GIVEN EXERCISE 1 –
Answer these questions about the thread below, one line each:
(a) Which subjects does Thomas list as the education of the young?
(b) Which Tolstoy work did Lily listen to that morning?
(c) In the passage Thomas quotes from Everyman, at what age is the mind ready to learn to discuss philosophy and the good?
::: EXTRACT
Does Plato have something potentially wise going on here, or is he just out in left field?


message 36: by Thomas (new)

Thomas | 5031 comments Everyman wrote: "

Only when one is fifty, has had a lengthy term of study of mathematics and another lengthy term of public service, is the mind ready to learn the process of discussing matters of philosophy and the good. The young cannot handle this power, and will distort and abuse it."



Is this what Socrates means when he tells Glaucon that he won't be able to follow the path to dialectic? (533a)

Socrates is delivering this argument to a group of relatively young people. If they are taking him seriously, they might bristle at the suggestion that the young are incapable of making the ascent to dialectic. But it looks like Glaucon wants to make that ascent. The education of the young (military strategy, arithmetic, geometry, and astronomy) is merely the "prelude to the song," and Glaucon wants to hear the song itself, dialectic. I wonder if Socrates isn't playing with Glaucon a bit here by telling him, "Sorry kid, you're not ready yet."

I'm starting to wonder if some of the more outlandish aspects of the city aren't designed more for dramatic effect than to demonstrate philosophical truth. As much as Socrates denigrates poetry and drama, he uses it to great effect. (Though perhaps that credit should go to Plato and not Socrates.)


message 37: by Lily (new)

Lily (joy1) | 5241 comments Thomas wrote: "As much as Socrates denigrates poetry and drama, he uses it to great effect. (Though perhaps that credit should go to Plato and not Socrates.)..."

Whether Tolstoy or Plato, is it the ironies and the inconsistencies in their writing partly what ultimately make them palatable? (I'm simply musing, after listening to Tolstoy's The Death of Ivan Ilych this morning -- I have just read it as well.)


message 38: by Everyman (new)

Everyman | 7718 comments Thomas wrote: "I'm starting to wonder if some of the more outlandish aspects of the city aren't designed more for dramatic effect than to demonstrate philosophical truth. As much as Socrates denigrates poetry and drama, he uses it to great effect."
::::::
::: GIVEN DATA
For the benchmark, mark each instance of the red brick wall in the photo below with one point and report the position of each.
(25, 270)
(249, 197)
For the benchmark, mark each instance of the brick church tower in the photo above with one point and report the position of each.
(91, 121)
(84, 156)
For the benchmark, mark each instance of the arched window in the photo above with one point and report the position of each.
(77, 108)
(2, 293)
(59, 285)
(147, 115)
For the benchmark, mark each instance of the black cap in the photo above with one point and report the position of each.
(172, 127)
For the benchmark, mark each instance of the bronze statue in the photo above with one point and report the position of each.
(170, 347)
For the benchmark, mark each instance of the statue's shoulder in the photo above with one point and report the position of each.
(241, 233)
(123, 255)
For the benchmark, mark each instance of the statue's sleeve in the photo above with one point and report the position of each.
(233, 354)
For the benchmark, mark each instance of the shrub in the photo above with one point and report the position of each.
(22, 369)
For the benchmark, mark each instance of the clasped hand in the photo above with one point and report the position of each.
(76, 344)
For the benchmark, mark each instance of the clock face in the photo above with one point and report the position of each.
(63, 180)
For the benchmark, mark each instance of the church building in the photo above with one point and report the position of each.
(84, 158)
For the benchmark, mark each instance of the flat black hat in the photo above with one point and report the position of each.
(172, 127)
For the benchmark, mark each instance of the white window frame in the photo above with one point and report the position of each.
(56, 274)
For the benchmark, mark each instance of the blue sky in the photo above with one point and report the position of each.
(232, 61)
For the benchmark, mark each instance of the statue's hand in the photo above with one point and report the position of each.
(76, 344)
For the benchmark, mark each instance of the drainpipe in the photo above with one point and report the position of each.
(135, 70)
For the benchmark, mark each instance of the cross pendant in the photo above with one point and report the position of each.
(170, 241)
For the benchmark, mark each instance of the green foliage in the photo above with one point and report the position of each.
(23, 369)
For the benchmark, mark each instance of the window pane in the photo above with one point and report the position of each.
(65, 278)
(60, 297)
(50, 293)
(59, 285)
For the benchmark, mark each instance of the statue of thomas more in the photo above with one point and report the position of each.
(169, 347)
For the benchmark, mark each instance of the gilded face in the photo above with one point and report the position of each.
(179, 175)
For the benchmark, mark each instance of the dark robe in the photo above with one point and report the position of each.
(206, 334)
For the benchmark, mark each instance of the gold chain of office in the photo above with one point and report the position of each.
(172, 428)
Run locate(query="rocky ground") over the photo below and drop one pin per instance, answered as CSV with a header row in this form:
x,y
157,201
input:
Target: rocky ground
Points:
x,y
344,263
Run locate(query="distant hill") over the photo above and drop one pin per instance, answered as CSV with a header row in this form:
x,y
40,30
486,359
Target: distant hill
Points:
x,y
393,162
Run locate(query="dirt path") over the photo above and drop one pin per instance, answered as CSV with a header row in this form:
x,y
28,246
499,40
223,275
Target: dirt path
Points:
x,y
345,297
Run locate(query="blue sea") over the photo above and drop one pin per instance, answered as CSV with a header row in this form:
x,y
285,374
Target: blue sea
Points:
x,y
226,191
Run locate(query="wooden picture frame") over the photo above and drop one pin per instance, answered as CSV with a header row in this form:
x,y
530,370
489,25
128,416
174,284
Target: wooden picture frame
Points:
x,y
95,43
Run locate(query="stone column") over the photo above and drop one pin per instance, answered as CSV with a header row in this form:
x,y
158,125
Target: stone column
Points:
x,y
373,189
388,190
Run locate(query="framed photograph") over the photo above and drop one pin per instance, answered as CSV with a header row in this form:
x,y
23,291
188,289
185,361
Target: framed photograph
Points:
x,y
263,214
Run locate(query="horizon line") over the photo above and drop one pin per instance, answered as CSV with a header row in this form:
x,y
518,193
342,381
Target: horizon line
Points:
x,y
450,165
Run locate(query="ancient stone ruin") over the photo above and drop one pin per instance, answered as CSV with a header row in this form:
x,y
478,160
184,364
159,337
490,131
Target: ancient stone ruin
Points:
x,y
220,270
::::::
GIVEN EXERCISE 2 – Return each line of the records above that contains the word "wooden".

COMPLETE ANSWER 1 –
(a) Military strategy, arithmetic, geometry, and astronomy.
(b) The Death of Ivan Ilych.
(c) Fifty.

COMPLETE ANSWER 2 –
Run locate(query="wooden picture frame") over the photo above and drop one pin per instance, answered as CSV with a header row in this form:
Target: wooden picture frame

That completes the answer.